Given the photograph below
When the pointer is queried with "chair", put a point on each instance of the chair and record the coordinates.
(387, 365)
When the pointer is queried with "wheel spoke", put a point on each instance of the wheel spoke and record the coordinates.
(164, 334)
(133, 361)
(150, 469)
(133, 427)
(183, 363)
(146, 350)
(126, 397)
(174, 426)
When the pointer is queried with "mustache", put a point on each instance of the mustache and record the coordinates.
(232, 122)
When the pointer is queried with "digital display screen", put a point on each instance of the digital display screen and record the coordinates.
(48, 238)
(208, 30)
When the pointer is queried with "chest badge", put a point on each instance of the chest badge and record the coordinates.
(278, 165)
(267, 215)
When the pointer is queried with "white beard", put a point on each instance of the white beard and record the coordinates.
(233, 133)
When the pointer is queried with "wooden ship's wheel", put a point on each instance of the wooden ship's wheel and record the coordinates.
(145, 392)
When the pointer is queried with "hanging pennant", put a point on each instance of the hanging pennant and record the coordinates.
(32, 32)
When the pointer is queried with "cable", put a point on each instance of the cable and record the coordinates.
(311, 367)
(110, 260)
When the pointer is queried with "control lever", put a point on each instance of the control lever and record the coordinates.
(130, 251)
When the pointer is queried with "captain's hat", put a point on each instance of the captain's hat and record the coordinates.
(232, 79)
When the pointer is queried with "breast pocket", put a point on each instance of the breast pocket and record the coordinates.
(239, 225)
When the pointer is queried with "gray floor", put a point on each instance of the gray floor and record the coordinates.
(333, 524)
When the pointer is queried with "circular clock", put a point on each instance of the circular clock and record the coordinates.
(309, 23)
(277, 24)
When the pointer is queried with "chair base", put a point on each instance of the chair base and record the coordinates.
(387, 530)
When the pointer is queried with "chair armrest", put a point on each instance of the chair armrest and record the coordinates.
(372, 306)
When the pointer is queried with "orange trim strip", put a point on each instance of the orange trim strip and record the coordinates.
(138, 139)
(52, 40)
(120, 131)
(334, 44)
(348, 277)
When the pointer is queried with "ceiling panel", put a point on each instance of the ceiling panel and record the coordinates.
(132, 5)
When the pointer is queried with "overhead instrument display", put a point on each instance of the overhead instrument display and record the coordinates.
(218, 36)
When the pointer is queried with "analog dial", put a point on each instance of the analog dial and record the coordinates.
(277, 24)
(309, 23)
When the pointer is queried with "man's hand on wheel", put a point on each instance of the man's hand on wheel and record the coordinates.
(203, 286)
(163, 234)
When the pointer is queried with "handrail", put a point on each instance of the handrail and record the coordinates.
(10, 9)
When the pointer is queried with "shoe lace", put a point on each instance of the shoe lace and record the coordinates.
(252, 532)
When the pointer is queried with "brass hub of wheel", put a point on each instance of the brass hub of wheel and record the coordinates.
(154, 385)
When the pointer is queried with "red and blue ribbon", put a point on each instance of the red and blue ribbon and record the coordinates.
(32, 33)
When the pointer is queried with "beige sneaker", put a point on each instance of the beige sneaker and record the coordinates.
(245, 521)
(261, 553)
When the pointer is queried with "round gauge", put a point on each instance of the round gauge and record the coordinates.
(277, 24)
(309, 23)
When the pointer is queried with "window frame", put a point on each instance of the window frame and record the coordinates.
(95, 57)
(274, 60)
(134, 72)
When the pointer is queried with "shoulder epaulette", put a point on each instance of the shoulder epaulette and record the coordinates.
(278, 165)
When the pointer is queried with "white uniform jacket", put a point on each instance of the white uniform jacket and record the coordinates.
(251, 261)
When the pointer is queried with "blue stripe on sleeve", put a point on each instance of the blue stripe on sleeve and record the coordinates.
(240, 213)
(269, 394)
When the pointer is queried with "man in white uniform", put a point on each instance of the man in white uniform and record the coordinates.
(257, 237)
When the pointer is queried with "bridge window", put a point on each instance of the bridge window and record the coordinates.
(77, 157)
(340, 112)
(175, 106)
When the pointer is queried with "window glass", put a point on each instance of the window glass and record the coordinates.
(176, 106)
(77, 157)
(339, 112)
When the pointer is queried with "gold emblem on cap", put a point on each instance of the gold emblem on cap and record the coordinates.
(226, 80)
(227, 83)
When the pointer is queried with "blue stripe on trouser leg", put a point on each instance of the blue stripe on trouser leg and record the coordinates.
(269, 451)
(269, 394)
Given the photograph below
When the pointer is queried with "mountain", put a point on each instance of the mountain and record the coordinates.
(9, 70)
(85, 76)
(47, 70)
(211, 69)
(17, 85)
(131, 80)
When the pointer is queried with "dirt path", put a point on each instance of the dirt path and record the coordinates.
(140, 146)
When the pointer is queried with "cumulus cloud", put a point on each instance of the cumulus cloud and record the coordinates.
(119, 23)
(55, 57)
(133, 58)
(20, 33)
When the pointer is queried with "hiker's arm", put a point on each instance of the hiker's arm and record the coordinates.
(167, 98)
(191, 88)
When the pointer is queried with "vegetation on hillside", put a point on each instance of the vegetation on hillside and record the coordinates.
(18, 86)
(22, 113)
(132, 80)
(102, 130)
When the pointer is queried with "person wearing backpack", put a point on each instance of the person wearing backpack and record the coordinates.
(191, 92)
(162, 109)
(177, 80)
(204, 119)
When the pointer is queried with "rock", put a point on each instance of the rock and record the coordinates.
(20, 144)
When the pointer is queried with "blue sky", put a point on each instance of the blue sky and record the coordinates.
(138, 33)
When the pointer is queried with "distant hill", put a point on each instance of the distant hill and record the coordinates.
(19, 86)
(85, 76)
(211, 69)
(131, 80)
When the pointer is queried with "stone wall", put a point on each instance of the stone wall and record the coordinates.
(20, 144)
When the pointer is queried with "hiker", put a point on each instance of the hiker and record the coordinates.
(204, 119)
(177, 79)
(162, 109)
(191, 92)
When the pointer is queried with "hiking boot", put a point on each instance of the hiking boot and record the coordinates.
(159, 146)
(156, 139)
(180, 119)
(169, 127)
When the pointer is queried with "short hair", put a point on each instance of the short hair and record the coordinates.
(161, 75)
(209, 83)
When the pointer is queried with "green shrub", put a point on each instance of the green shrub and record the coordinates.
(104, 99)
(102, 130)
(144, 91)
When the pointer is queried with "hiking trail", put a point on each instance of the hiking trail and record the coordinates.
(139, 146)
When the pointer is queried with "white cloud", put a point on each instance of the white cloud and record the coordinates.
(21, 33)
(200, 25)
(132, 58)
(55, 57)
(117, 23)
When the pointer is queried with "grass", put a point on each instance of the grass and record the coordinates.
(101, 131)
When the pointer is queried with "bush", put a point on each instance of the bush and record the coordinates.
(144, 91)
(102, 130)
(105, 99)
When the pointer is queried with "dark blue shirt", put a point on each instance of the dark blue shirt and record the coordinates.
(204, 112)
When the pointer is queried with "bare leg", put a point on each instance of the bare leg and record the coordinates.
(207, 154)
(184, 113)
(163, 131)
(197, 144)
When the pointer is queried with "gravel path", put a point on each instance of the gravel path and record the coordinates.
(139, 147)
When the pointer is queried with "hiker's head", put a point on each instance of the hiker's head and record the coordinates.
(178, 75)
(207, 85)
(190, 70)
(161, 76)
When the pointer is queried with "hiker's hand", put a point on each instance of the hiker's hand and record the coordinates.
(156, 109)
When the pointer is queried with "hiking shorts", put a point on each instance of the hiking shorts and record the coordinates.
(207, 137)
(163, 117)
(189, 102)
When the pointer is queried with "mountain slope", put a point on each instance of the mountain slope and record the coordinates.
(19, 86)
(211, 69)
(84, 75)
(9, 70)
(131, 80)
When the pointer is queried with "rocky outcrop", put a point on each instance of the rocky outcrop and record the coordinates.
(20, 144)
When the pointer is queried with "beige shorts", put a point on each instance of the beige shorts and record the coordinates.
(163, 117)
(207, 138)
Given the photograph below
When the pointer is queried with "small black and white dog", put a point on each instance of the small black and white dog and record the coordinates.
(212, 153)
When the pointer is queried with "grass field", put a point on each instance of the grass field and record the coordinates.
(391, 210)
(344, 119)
------
From the line with "gravel path and record the coordinates." through the last line of the records, set down every line exactly as written and leave out all others.

Answer box
When the pointer is queried with "gravel path", put a point on each instance of the gravel path and record the coordinates.
(139, 147)
When the pointer is queried with "hiker's head", put a point on each instance of the hiker's head and record the coordinates.
(178, 75)
(207, 85)
(190, 70)
(161, 76)
When the pointer is queried with "hiker's hand", put a point on each instance of the hiker's hand and record the coordinates.
(156, 109)
When the pointer is queried with "hiking shorts", put a point on each instance of the hiking shorts and record the coordinates.
(207, 137)
(163, 117)
(189, 102)
When the pointer is queried with "mountain slope", put a point on each instance of the mountain slope and record the coordinates.
(19, 86)
(211, 69)
(84, 75)
(9, 70)
(131, 80)
When the pointer is queried with "rocky outcrop", put a point on each instance of the rocky outcrop and record the coordinates.
(20, 144)
When the pointer is queried with "beige shorts", put a point on each instance of the beige shorts and record the coordinates.
(163, 117)
(207, 138)
Given the photograph below
When the pointer is queried with "small black and white dog", put a point on each instance of the small black and white dog and record the coordinates.
(212, 153)
When the pointer is queried with "grass field", put a point on each instance of the grass field and record the coordinates.
(391, 210)
(344, 119)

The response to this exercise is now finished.